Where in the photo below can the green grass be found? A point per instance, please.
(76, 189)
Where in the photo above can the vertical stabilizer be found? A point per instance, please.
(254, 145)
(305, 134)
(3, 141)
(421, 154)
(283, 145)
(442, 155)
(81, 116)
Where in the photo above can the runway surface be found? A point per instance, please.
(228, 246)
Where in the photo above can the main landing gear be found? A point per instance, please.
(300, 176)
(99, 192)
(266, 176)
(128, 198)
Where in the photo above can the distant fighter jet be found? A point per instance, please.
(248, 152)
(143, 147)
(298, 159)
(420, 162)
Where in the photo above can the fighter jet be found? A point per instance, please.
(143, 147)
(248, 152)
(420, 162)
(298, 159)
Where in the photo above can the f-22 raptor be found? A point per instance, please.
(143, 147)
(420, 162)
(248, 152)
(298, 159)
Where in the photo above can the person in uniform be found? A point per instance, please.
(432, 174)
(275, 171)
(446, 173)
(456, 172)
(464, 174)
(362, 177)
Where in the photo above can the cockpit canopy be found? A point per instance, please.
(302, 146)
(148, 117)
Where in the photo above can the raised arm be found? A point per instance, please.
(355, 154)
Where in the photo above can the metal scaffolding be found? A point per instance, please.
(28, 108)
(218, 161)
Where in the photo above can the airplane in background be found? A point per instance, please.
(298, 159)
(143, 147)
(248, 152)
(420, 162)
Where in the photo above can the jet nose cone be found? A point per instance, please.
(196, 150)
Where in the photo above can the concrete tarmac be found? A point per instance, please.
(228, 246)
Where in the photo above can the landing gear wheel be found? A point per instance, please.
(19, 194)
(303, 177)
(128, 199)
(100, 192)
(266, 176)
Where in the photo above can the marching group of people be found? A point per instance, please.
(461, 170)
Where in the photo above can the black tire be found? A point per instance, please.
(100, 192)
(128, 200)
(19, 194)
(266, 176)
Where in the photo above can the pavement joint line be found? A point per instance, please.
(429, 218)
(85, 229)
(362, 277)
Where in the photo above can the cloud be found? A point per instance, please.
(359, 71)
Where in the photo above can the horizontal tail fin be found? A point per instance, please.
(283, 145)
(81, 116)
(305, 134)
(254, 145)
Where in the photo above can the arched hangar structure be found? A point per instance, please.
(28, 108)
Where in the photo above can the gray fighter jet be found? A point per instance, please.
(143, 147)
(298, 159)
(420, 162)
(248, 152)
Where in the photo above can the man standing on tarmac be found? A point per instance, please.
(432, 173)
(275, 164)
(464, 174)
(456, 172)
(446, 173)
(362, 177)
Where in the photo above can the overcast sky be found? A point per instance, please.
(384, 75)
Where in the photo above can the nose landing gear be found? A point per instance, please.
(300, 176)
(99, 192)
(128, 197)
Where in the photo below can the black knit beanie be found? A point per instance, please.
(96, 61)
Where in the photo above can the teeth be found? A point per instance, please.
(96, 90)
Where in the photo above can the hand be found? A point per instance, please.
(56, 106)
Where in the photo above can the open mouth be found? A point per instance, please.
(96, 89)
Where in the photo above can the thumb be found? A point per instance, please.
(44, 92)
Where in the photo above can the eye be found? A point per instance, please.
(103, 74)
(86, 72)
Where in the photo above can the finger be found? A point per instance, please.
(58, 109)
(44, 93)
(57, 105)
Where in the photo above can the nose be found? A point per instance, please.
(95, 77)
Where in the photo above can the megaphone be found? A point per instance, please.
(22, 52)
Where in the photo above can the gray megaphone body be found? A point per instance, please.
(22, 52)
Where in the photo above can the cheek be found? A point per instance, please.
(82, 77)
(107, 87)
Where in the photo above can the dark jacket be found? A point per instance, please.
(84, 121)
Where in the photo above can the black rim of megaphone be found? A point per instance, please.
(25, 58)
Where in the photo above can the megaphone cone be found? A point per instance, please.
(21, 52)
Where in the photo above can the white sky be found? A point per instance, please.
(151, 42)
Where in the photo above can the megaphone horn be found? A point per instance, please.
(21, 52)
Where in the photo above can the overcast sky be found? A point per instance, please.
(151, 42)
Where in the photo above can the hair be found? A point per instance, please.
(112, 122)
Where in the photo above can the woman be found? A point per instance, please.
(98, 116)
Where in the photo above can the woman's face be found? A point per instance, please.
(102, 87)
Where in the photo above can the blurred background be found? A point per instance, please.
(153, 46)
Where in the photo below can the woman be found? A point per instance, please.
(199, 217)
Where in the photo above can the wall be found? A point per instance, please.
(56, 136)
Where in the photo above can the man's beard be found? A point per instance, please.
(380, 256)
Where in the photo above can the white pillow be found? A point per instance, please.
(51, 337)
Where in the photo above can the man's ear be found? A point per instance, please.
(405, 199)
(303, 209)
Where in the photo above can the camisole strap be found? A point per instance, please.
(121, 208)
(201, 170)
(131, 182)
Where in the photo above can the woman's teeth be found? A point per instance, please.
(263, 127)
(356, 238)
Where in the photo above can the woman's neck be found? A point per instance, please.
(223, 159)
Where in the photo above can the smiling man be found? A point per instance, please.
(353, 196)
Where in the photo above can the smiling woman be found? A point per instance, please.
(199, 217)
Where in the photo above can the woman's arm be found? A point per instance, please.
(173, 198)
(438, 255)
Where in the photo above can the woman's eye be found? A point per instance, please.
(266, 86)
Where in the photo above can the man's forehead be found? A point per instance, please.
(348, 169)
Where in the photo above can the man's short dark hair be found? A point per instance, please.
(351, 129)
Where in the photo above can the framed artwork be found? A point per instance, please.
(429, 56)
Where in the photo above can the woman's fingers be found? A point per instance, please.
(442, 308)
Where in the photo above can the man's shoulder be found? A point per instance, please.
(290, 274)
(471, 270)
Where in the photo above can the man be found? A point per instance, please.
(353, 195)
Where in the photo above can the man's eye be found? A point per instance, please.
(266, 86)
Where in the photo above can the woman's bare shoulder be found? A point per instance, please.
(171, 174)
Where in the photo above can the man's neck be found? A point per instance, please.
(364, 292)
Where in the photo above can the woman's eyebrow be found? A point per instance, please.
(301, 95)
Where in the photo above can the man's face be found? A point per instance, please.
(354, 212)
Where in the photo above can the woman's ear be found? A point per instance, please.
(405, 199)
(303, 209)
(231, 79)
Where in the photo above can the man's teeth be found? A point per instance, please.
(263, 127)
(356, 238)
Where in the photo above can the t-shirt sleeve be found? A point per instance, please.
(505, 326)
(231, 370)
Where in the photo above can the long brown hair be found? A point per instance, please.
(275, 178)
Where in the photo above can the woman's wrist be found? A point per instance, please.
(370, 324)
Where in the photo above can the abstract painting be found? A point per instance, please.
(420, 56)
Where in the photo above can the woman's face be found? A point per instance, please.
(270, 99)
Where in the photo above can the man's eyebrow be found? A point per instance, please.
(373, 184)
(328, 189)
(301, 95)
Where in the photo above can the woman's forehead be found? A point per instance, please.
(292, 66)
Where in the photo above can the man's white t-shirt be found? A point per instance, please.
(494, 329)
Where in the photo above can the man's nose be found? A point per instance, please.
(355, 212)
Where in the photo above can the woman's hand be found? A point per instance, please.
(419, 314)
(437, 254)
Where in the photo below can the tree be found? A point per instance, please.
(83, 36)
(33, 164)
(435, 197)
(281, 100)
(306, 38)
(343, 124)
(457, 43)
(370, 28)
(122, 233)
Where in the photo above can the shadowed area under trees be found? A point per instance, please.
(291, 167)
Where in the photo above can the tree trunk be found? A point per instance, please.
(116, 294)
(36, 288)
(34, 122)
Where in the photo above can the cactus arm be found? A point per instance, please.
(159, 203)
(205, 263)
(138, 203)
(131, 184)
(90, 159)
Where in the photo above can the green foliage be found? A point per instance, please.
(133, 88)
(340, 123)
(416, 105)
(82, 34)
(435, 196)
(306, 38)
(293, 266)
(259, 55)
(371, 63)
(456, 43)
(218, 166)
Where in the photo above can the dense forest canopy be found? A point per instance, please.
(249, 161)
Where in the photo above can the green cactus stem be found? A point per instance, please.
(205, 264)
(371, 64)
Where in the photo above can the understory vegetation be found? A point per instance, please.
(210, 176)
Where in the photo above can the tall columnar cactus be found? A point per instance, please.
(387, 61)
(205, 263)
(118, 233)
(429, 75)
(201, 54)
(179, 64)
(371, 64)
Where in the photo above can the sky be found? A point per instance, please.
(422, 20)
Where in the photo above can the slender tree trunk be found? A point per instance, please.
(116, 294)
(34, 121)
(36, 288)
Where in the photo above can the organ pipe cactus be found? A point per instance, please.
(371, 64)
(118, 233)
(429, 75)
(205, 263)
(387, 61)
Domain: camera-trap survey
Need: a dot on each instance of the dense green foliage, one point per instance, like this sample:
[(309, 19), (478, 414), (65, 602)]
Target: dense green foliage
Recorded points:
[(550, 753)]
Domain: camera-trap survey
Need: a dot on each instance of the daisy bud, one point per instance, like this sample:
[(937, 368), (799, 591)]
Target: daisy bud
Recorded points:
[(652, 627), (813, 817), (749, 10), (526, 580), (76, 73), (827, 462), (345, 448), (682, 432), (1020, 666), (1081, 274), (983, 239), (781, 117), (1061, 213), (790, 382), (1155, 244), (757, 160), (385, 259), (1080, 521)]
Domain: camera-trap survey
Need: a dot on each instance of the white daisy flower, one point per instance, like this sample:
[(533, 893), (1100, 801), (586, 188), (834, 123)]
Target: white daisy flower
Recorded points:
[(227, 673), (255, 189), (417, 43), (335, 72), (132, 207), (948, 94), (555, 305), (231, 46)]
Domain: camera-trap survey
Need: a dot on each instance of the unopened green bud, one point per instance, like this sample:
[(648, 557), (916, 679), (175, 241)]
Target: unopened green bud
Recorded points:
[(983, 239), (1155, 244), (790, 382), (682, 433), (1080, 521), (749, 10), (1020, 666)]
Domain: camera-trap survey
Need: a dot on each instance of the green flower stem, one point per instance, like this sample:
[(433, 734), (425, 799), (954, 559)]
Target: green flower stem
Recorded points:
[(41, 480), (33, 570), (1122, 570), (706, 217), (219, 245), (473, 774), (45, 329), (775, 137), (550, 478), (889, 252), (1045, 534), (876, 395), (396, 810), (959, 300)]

#### [Task to complete]
Look over the material and return every line where the word "unopened" is found.

#### [Task output]
Need: a dot on each instance of the unopened green bud, one point per instance, like this sample:
Target: unopened green bud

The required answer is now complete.